WHAT YOU NEED TO DO :: Your task is to retype all of the records below with complete accuracy.

=======

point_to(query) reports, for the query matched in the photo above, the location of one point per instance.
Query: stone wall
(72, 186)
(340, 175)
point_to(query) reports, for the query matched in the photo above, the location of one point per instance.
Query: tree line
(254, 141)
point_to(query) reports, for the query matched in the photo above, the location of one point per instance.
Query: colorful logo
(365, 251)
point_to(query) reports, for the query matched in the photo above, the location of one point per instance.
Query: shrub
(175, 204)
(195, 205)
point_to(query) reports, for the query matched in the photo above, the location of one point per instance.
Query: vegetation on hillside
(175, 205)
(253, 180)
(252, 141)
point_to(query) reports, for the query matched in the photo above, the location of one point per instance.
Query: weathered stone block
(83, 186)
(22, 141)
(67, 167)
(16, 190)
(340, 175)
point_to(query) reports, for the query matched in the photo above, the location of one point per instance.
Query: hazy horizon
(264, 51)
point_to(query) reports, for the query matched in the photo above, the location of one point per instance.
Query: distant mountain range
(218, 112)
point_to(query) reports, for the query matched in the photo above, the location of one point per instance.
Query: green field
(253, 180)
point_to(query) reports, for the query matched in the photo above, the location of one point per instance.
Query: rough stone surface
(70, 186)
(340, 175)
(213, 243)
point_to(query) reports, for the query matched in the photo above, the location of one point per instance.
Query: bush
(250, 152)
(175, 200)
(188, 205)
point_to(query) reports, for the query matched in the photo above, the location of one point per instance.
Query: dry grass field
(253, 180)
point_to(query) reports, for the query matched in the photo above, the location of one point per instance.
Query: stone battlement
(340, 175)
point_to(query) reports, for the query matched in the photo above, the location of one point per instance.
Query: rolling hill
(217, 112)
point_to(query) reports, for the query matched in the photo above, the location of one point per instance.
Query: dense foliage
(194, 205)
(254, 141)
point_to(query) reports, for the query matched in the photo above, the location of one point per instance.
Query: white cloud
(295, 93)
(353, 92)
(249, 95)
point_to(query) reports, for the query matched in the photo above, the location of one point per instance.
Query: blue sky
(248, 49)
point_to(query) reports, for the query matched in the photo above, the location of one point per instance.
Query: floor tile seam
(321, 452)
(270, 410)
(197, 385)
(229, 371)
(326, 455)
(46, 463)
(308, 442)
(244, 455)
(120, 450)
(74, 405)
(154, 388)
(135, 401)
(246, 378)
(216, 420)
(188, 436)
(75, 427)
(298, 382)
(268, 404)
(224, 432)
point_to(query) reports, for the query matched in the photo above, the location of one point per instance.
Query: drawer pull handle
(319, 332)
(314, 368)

=======

PROBLEM SOLUTION ::
point_to(query) reports, for the query matched in the photo above, the location of one point per instance.
Query: stone wall
(72, 186)
(340, 175)
point_to(query) reports, for the query matched in the photo above, the location of one point per instance.
Query: tree line
(254, 141)
point_to(query) reports, for the query matched in the photo above, the location of one point per instance.
Query: colorful logo
(365, 251)
point_to(query) reports, for the query matched in the photo above, the location of one point per instance.
Query: shrub
(175, 204)
(195, 205)
point_to(query) reports, for the query matched in the photo above, the location of one point per instance.
Query: vegetation on hillside
(175, 205)
(253, 180)
(252, 141)
point_to(query) reports, for the query matched in the photo above, the location of one point per instance.
Query: weathered stone block
(83, 186)
(22, 141)
(67, 167)
(16, 190)
(340, 175)
point_to(query) reports, for the query matched in the photo above, the location of one point per instance.
Query: hazy horizon
(264, 51)
point_to(query) reports, for the query matched in the photo above, the location of one point per instance.
Query: distant mountain range
(218, 112)
point_to(query) reports, for the query matched in the photo above, the location of one point per instance.
Query: green field
(253, 180)
point_to(query) reports, for the query matched in the photo above, the location of one point per instance.
Query: rough stone surface
(70, 186)
(340, 175)
(213, 243)
point_to(query) reports, for the query matched in the photo above, the location of one point per instance.
Query: bush
(250, 152)
(175, 200)
(188, 205)
point_to(query) reports, for the query matched in the photo above, the location of one point per instance.
Query: dry grass field
(253, 180)
point_to(query) reports, for the query matched in the photo above, the location of one point per instance.
Query: stone battlement
(340, 175)
point_to(query) reports, for the query matched in the photo above, the location of one point per instance.
Query: rolling hill
(217, 112)
point_to(query) reports, for the query matched in the photo above, the location of one point per instance.
Query: dense foliage
(194, 205)
(254, 141)
point_to(query) reports, for the query matched in the photo above, the location of one point per instance.
Query: white cloud
(295, 93)
(353, 92)
(249, 95)
point_to(query) reports, for the query matched in the photo above, the location of one point per instance.
Query: blue sky
(248, 49)
point_to(query) reports, for the query matched in the photo above, the location of one point per instance.
Query: floor tile seam
(321, 452)
(270, 410)
(197, 385)
(229, 371)
(326, 455)
(46, 463)
(308, 442)
(244, 455)
(120, 450)
(74, 405)
(154, 388)
(135, 401)
(246, 378)
(216, 420)
(188, 436)
(75, 427)
(298, 382)
(268, 404)
(224, 432)
point_to(query) reports, for the query matched in the photo above, the location of one point per instance.
Query: drawer pull handle
(319, 332)
(314, 368)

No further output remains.